What happened?! Lately it seems that more often than not, we're right outside the building, or in the hallway leading to her classroom, when that darn school bell rings!

This morning I thought we were doing great, and somehow things fell apart, and I was getting more and more stressed. I yelled at the kids to get in their car seats. I rushed as I walked them to the building. Chickie wanted to "play the crack game" in which she walks with one foot on either side of a sidewalk crack. Sometimes this slows her down. Today, honestly, it didn't seem to be slowing her down, but Mama did not have patience for a silly game!

I told Chickie to stop playing the game. She wouldn't. I grabbed the back of her backpack and attempted to pull her toward the school door on the shortest trajectory possible. She resisted, pulling the other way.

So I let go of the backpack, knowing she'd fall. She did.

It was not my proudest moment. I kind of felt like crawling into a turtle shell somewhere. Another parent was just exiting the building and he saw the whole thing. I avoided looking at him and explained to Chickie with a shaky, hormonal voice how much I just want her to be at school on time.

"I don't care if I'm on time," Chickie said.

"Well, I do," I said. "Don't you care about ME? Don't you want to care about it because I do?"

What a morning. I tried to force my daughter to hurry, and then I pulled her, and then I let her fall, and then I gave her a guilt trip. I felt about this big.

And then I spent the walk to her classroom apologizing to her. We were 10 feet from the door when that darn school bell rang. I took the time to give her a hug anyway, and sent her into her class.

As I drove home, I thought about what I should do. One option is to give Chickie a consequence if we're late because she's dawdling. (That was part of our issue this morning.) I may need to do that; she needs to learn to get ready more efficiently, and to care whether she's late or not.

But realistically, I know that there's one person in the house who has the most power over when we leave the house. And it's not Chickie. Or Zoodle. It's me.

I'm the one that sets my alarm at night. I'm the one that decides when to actually get out of bed and wake up Chickie. I'm the one that decides what all really needs to be done before we leave the house. And I'm the one that sets the tone, whether it's one of positivity and relaxation, or one of stress and anger.

So I've decided that we must leave 25 minutes before school starts (if we're driving) and 40 minutes before school starts (if we're walking.) That will get us to school 10-15 minutes early. I just have to build everything around that time. And I know on the mornings when something happens to mess up our plans at the last minute, we'll still have plenty of "cushion" so that we're on time. That means setting the alarm earlier, and choosing an attitude that somehow combines efficiency with patience.

I have a lot of influence over how my daughter's day starts. I want to use my influence for good, every morning!

8 comments:

Toni said...

I'm sorry you had a rough morning. It's not always a bed of roses around here in the on time department.

I wake Kid up and he has a few minutes to hang out on the recliner, watching Curious George and waking up before I make him get dressed and ready.

I set two alarms on my phone. The first alarm rings and Kid knows it's the "warning" bell. Time to do all the last minute things and be ready to go out the door when the second bell rings. Or, if we're doing REALLY WELL, which isn't often, we're already out the door when the second bell rings.

It's not a perfect system but it's working fairly well.

Good luck getting to school on time.

Region outline entries
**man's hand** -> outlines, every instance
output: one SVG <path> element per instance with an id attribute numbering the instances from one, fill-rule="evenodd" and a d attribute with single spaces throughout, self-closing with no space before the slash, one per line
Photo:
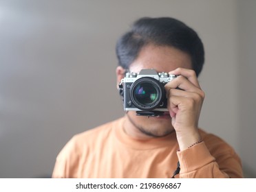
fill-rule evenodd
<path id="1" fill-rule="evenodd" d="M 194 71 L 178 68 L 169 74 L 179 75 L 164 87 L 172 125 L 176 132 L 180 149 L 183 150 L 202 139 L 198 125 L 204 93 L 200 88 Z"/>

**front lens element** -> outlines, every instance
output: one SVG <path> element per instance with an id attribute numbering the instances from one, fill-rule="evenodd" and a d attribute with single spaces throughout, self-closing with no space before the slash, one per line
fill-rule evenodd
<path id="1" fill-rule="evenodd" d="M 151 83 L 139 84 L 134 89 L 134 99 L 142 105 L 151 104 L 158 98 L 158 91 Z"/>
<path id="2" fill-rule="evenodd" d="M 164 86 L 157 80 L 145 77 L 135 81 L 131 86 L 130 97 L 134 106 L 142 110 L 156 108 L 162 103 Z"/>

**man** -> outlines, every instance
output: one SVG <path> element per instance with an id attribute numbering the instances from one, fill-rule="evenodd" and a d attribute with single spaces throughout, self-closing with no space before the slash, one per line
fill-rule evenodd
<path id="1" fill-rule="evenodd" d="M 194 30 L 172 18 L 142 18 L 119 39 L 116 53 L 118 88 L 127 71 L 178 75 L 164 86 L 168 110 L 154 117 L 127 110 L 76 135 L 58 154 L 54 178 L 242 177 L 233 148 L 198 128 L 204 53 Z"/>

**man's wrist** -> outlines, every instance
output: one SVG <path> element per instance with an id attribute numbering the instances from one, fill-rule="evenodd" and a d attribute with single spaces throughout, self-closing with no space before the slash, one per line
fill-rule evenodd
<path id="1" fill-rule="evenodd" d="M 192 147 L 202 141 L 201 135 L 198 130 L 192 133 L 186 133 L 182 136 L 177 134 L 177 140 L 180 151 Z"/>

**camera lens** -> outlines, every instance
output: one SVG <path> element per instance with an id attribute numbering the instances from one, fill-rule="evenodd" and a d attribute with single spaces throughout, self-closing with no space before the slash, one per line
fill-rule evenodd
<path id="1" fill-rule="evenodd" d="M 153 110 L 162 102 L 164 88 L 159 81 L 146 77 L 136 80 L 131 86 L 131 99 L 140 110 Z"/>

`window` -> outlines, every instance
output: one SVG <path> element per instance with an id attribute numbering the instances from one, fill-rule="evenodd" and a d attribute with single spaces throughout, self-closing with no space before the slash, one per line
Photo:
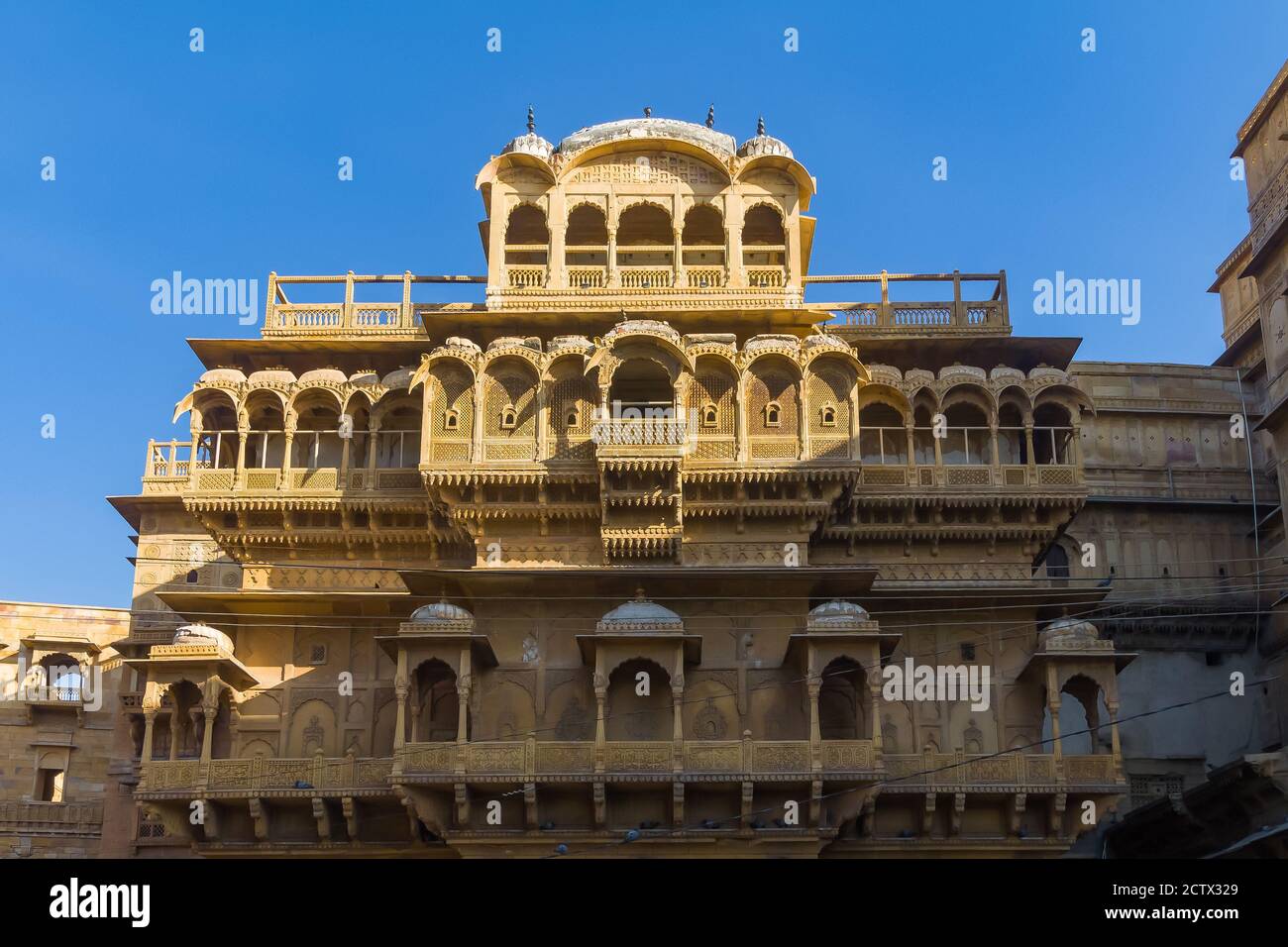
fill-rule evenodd
<path id="1" fill-rule="evenodd" d="M 36 801 L 61 803 L 63 801 L 63 773 L 62 769 L 41 768 L 36 773 Z"/>
<path id="2" fill-rule="evenodd" d="M 1069 577 L 1069 554 L 1064 546 L 1051 546 L 1046 558 L 1047 579 Z"/>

EXERCISE INSTRUCTIONS:
- A) Reproduce the stretch of the post about running late for school from "What a morning." through "late or not.".
- B) In the post about running late for school, how long before school starts does the writer decide they must leave when walking?

RESPONSES FOR EACH TASK:
- A)
What a morning. I tried to force my daughter to hurry, and then I pulled her, and then I let her fall, and then I gave her a guilt trip. I felt about this big.

And then I spent the walk to her classroom apologizing to her. We were 10 feet from the door when that darn school bell rang. I took the time to give her a hug anyway, and sent her into her class.

As I drove home, I thought about what I should do. One option is to give Chickie a consequence if we're late because she's dawdling. (That was part of our issue this morning.) I may need to do that; she needs to learn to get ready more efficiently, and to care whether she's late or not.

- B) 40 minutes before school starts.